Requirement: Format the listing below as a numbered list, omitting the blank lines.

-- START --

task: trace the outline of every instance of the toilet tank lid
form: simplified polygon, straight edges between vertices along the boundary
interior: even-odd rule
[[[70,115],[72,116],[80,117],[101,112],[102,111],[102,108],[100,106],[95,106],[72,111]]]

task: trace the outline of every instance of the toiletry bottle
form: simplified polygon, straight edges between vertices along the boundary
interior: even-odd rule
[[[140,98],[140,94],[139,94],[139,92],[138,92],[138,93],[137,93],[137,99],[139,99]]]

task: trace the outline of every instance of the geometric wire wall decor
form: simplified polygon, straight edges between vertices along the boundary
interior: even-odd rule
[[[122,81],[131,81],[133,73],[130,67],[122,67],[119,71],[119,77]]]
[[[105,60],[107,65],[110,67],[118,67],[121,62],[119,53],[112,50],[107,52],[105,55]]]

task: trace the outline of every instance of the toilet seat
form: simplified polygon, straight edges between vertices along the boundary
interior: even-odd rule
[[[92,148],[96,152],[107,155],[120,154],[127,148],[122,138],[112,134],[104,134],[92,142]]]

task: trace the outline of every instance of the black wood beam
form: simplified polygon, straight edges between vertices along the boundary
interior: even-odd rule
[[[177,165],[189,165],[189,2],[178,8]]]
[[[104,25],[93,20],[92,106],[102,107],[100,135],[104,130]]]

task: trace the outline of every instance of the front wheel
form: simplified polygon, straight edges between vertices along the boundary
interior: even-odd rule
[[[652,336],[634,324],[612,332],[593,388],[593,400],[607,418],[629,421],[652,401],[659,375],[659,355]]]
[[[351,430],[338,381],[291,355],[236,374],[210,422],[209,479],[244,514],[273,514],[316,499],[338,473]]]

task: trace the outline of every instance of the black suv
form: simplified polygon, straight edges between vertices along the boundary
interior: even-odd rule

-- END --

Expected output:
1. task: trace the outline of every instance of the toilet tank lid
2. form: simplified polygon, straight edges between vertices along the boundary
3. interior: even-odd rule
4. [[[70,115],[72,116],[80,117],[101,112],[102,111],[102,108],[100,106],[95,106],[72,111]]]
5. task: trace the outline of every instance of the toiletry bottle
6. form: simplified polygon, straight edges between vertices along the boundary
7. interior: even-odd rule
8. [[[140,98],[140,94],[139,94],[139,92],[138,92],[138,93],[137,93],[137,99],[139,99]]]
9. task: trace the outline of every instance of the geometric wire wall decor
10. form: simplified polygon, straight edges between vertices along the boundary
11. interior: even-odd rule
12. [[[122,81],[131,81],[133,73],[130,67],[122,67],[119,71],[119,77]]]
13. [[[105,60],[107,65],[110,67],[118,67],[121,62],[119,53],[112,50],[107,52],[105,55]]]
14. task: trace the outline of every instance of the toilet seat
15. form: simplified polygon, straight edges between vertices along the boundary
16. interior: even-odd rule
17. [[[92,148],[96,152],[107,155],[120,154],[127,148],[122,138],[112,134],[104,134],[92,142]]]
18. task: trace the outline of every instance of the black wood beam
19. form: simplified polygon, straight edges between vertices along the boundary
20. interior: even-odd rule
21. [[[177,165],[189,165],[189,2],[178,8]]]
22. [[[104,25],[93,20],[92,106],[102,107],[100,135],[104,130]]]
23. task: trace the outline of every instance of the front wheel
24. form: simplified polygon, straight edges between vertices along the boundary
25. interior: even-odd rule
26. [[[652,336],[634,324],[612,332],[593,388],[593,400],[607,418],[629,421],[652,401],[659,375],[659,355]]]
27. [[[351,430],[338,381],[291,355],[236,374],[210,422],[209,479],[244,514],[273,514],[316,499],[338,473]]]
28. task: trace the outline of every instance of the black suv
29. form: simplified polygon, straight edges between vertices along the boundary
30. interior: even-odd rule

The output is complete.